> **What the task requires**
Update the records below by replacing each "rough mask" with "coarse mask" and leaving everything else unchanged. Omit the pictures from your answer.

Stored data
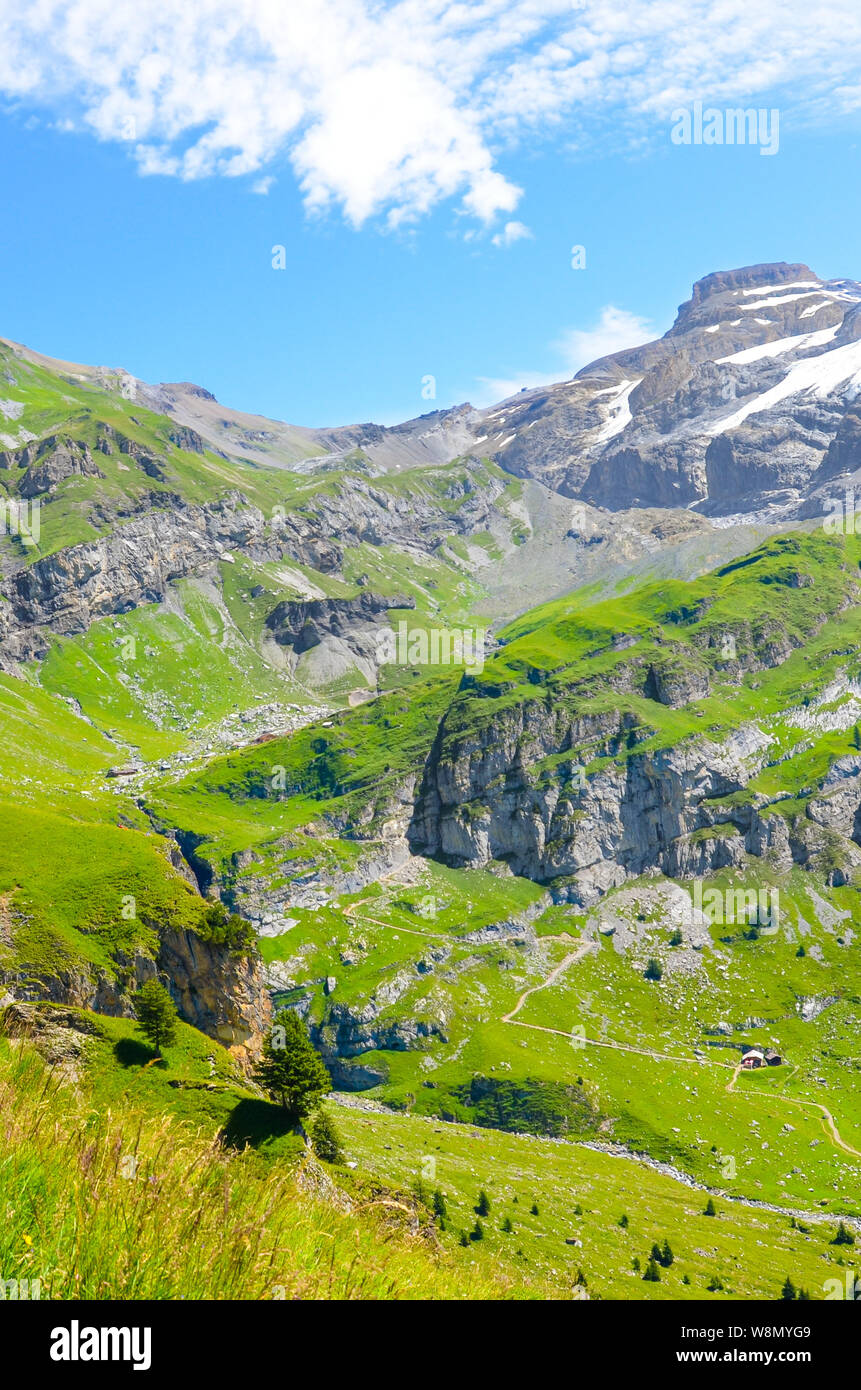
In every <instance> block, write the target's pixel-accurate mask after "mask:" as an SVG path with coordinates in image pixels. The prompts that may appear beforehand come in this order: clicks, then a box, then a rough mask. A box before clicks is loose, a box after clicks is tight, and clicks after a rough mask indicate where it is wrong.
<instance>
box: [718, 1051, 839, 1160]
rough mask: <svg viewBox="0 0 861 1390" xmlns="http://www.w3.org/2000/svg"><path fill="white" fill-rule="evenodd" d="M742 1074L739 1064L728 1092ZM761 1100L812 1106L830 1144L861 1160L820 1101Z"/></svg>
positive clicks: (827, 1108)
mask: <svg viewBox="0 0 861 1390" xmlns="http://www.w3.org/2000/svg"><path fill="white" fill-rule="evenodd" d="M794 1070H797V1068H793V1072H794ZM740 1073H741V1063H740V1062H739V1065H737V1066H736V1069H734V1070H733V1074H732V1077H730V1080H729V1081H727V1083H726V1090H727V1091H730V1093H732V1091H734V1090H736V1081H737V1080H739V1076H740ZM790 1074H791V1073H790ZM736 1094H740V1093H736ZM744 1095H746V1098H747V1099H748V1101H750V1099H759V1097H758V1095H754V1094H753V1093H751V1091H746V1093H744ZM761 1098H762V1099H769V1101H783V1104H784V1105H807V1106H810V1109H814V1111H819V1113H821V1116H822V1129H823V1130H825V1134H826V1136H828V1138H829V1140H830V1143H832V1144H835V1147H836V1148H842V1150H843V1151H844V1152H846V1154H851V1155H853V1158H861V1150H857V1148H853V1145H851V1144H847V1143H846V1140H844V1138H843V1136H842V1134H840V1130H839V1129H837V1123H836V1120H835V1116H833V1115H832V1112H830V1111H829V1109H828V1106H826V1105H822V1104H821V1102H819V1101H801V1099H796V1097H794V1095H771V1094H768V1095H765V1094H764V1095H762V1097H761Z"/></svg>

> **Your response**
In every <instance> block, write the target's pixel-accurate mask after "mask:" as an SVG path with coordinates in image pixels. The prompts that may appear beforehand come in this order: clicks, then a box, then a coarse mask. A box before clicks is loose, a box after clicks is tight, and clicks after a coarse mask indicate where it is wrong.
<instance>
box: [718, 1051, 839, 1160]
coarse mask: <svg viewBox="0 0 861 1390" xmlns="http://www.w3.org/2000/svg"><path fill="white" fill-rule="evenodd" d="M742 1074L739 1064L728 1092ZM761 1100L812 1106L830 1144L861 1160L820 1101Z"/></svg>
positive clicks: (827, 1108)
mask: <svg viewBox="0 0 861 1390" xmlns="http://www.w3.org/2000/svg"><path fill="white" fill-rule="evenodd" d="M794 1070H797V1068H793V1072H794ZM740 1073H741V1063H740V1062H739V1065H737V1066H736V1069H734V1070H733V1074H732V1077H730V1080H729V1081H727V1083H726V1090H727V1091H730V1093H732V1091H734V1090H736V1081H737V1080H739V1076H740ZM790 1074H791V1073H790ZM736 1094H740V1093H736ZM744 1095H746V1098H747V1099H748V1101H750V1099H759V1097H758V1095H754V1094H753V1093H751V1091H746V1093H744ZM761 1098H762V1099H769V1101H783V1104H784V1105H807V1106H810V1109H814V1111H819V1113H821V1116H822V1129H823V1130H825V1134H826V1136H828V1138H829V1140H830V1143H832V1144H835V1147H836V1148H842V1150H843V1151H844V1152H846V1154H851V1155H853V1158H861V1150H857V1148H853V1145H851V1144H847V1143H846V1140H844V1138H843V1136H842V1134H840V1130H839V1129H837V1123H836V1120H835V1116H833V1115H832V1112H830V1111H829V1109H828V1106H826V1105H822V1104H821V1102H819V1101H801V1099H796V1097H794V1095H771V1094H768V1095H765V1094H764V1095H762V1097H761Z"/></svg>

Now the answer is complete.